> [Text block]:
===============

# Peach Auto, good paint jobs??



## TheReason (May 27, 2003)

Not everyone has head of Peach Auto but if you have you will be a great reference but anyway at Peach Auto here in GA for $600 bucks, without body work because i dont need it, they will do prep work, mask off the car, paint, then put on the clear coat. And it comes with a 2 year warranty against fads, chips, etc. While I was there he only had dealer cars to show and they didnt look to good and he told me that was because dealers only give them $200 a car and they do NO prep work for the dealer cars. He guaranteed that my job would be better and that they put their quality over Macco anyday, also he admitted that their not perfect but do a good job. What do yall think?


----------



## Token Moron (Mar 28, 2003)

> also he admitted that their not perfect but do a good job. What do yall think?



save your money and get a quality paint job...just IMO


----------



## psuLemon (Apr 23, 2003)

this is one field that i have a friend that will only charge me for paint.. my friends dad got his stealth R/T painted and all the dents pulled with 3 layers of paint and 5 layers of clear for 750


----------



## Token Moron (Mar 28, 2003)

not bad, thats not bad at all, but hows the quality?


----------



## psuLemon (Apr 23, 2003)

top of the line.. i mean this thing was perfect.. my friend jon is very picky and wont let anyone else do it... his dad owns a shop so he has been doin it for some time..

===============

> [Data provided]:
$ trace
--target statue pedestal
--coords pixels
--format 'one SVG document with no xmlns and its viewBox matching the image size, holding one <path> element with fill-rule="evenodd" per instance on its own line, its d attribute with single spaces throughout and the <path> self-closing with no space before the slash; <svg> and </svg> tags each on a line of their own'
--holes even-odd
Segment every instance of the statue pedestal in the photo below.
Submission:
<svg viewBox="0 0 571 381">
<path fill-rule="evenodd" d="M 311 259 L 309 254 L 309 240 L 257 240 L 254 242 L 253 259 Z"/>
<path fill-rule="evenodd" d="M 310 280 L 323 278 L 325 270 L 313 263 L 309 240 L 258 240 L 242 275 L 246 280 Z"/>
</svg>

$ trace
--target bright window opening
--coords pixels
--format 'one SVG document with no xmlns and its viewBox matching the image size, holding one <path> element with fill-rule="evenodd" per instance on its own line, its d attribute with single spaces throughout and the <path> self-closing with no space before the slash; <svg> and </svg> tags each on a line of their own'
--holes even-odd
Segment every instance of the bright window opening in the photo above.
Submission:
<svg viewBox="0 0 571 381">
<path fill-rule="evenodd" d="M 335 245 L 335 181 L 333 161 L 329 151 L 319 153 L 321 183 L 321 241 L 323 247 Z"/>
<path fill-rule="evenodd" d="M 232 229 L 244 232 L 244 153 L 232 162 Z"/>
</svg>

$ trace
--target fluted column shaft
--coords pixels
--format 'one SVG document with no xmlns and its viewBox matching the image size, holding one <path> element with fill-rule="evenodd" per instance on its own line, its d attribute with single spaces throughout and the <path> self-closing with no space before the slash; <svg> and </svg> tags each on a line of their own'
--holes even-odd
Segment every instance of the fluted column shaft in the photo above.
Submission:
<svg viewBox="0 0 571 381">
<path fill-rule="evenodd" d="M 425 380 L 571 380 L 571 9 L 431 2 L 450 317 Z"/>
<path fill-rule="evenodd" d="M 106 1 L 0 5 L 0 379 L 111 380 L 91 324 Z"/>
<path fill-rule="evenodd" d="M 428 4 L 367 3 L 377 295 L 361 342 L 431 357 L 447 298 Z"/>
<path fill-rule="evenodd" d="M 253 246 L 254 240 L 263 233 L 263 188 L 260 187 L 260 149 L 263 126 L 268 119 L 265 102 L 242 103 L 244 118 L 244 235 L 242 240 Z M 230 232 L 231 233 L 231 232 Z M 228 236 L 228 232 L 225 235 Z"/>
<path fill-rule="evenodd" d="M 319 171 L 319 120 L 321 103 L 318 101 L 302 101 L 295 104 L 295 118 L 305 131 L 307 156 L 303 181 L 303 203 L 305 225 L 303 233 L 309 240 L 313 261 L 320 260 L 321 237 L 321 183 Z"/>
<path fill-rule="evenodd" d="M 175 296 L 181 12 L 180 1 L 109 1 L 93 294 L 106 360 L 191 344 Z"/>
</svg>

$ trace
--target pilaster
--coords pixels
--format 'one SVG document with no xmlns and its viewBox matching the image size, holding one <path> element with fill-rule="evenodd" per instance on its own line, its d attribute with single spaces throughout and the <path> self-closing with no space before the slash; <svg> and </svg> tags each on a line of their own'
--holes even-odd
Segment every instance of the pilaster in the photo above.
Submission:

===============

> [Written request 1]: In the Peach Auto thread, how much do dealers pay the shop for each car?
> [Written request 2]: Retype the passage of the Peach Auto thread that begins at the words "top of the line.." and stops after "for some time..".
Work from the Peach Auto thread alone.

> [Answer 1]: $200 a car.

> [Answer 2]:
top of the line.. i mean this thing was perfect.. my friend jon is very picky and wont let anyone else do it... his dad owns a shop so he has been doin it for some time..